FOOD SECURITY: THE REALITY AND THE VISION

50 years down the line from independence the elusive chimera of food security still troubles this nation, as it dangles far away for millions of our population who suffer untold hardships because they are hungry. What is the situation in our country today , what do we need to look at, when we talk of food security? At the face of it, the situation is extremely discomfiting. On the one hand we have distress migrations, starvation, and even deaths in states like Orissa, Rajasthan, Chattisgarh, a clear example of food scarcity, on the other hand, we have farmers' suicides in several states including Andhra Pradesh, Karnataka, and even Punjab and Haryana, indicating a complex set of problems comprised of subsidies, debt, poor market, poor seeds, etc. affecting our agricultural sector. The Government has joyfully put forth statistics indicating we are self-sufficient in food production. But reality as mentioned above indicates otherwise.


 

Studies also indicate that even at conservative estimates, a third of our population are undernourished, and that we need to bring at least another 6 million hectares of land under cultivation if we are to meet the total cereal requirement for the country. In Orissa, the distress and food insecurity stretches across several districts. There are districts like Bolangir, Kalahandi, and Nuapada, where, even one year of rain fall shortage leads to distress migrations on a massive scale, while there are districts like Gajapati, Koraput, Rayagada where chronic hunger is a stark reality that has little escape.

The poverty line percentages are said to have declined from 56.4% in 1973-74 to 37.18 in 1993-94 in rural areas, and from 49% to 32.4% in urban areas at 1973-74 prices. However, if we look more closely and try to figure out poverty line estimates as people unable to access enough food to even make up for the daily calorie needs (estimated at 2400 for rural populations, and at 2100 for urban populations), then we find the percentage of people unable to meet their minimum daily calorie requirements is actually 75% for rural areas, and 54% for urban areas. In Orissa, with stark contrasts of overflowing godowns and hunger and distress migrations hitting everyone, we find that we still have some of the worst human development indicators in terms of infant mortality and extent of malnourishment

The Orissa State Policy

In 1996, Orissa, according to its policy document on agriculture, “adopted a bold and unique Agriculture Policy during the year……. for the first time in the country to increase investment in agriculture, bring in a shift from subsistence agriculture to commercial agriculture and accorded status of industry to agriculture.” The main focus of this policy has been outlined as follows:

The agricultural policy of the state has the following focus:
· Industry status to Agriculture
· Shift from subsistence farming to commercial operation
· For better land use, diversification of cropping programme from uneconomic paddy to remunerative non paddy crops is advocated.

■ Directive
Return everything in the food security text above from "Studies also indicate" down to "has little escape.", copied word for word.

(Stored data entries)

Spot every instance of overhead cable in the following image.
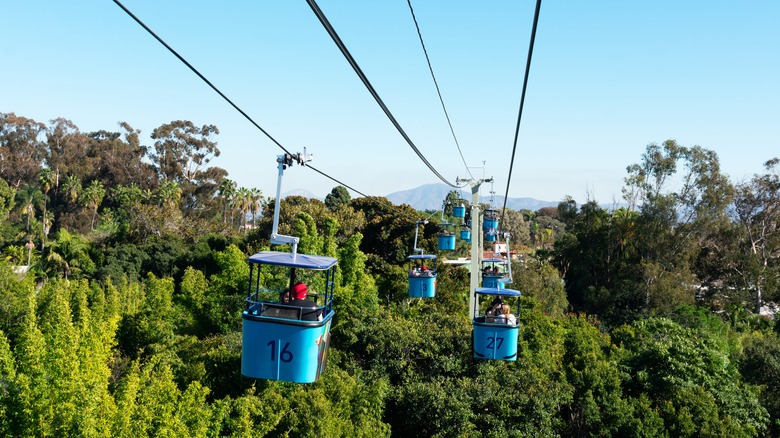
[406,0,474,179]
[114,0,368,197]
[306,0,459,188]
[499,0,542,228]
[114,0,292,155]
--
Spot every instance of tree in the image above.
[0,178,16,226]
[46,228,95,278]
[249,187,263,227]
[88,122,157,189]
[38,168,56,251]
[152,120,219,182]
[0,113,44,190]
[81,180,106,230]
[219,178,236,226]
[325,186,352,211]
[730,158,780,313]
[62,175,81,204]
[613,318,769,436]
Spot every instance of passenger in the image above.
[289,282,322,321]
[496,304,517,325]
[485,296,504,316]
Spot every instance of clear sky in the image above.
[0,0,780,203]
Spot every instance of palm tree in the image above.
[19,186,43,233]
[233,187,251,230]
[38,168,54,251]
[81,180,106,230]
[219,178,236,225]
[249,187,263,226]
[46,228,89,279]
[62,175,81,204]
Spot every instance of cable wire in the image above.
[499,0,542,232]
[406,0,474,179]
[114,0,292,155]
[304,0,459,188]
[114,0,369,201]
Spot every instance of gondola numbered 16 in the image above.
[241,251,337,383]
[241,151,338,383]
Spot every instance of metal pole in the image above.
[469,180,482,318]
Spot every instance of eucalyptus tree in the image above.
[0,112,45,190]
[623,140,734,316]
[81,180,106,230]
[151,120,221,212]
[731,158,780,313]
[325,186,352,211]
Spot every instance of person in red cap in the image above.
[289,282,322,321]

■ Reply
Studies also indicate that even at conservative estimates, a third of our population are undernourished, and that we need to bring at least another 6 million hectares of land under cultivation if we are to meet the total cereal requirement for the country. In Orissa, the distress and food insecurity stretches across several districts. There are districts like Bolangir, Kalahandi, and Nuapada, where, even one year of rain fall shortage leads to distress migrations on a massive scale, while there are districts like Gajapati, Koraput, Rayagada where chronic hunger is a stark reality that has little escape.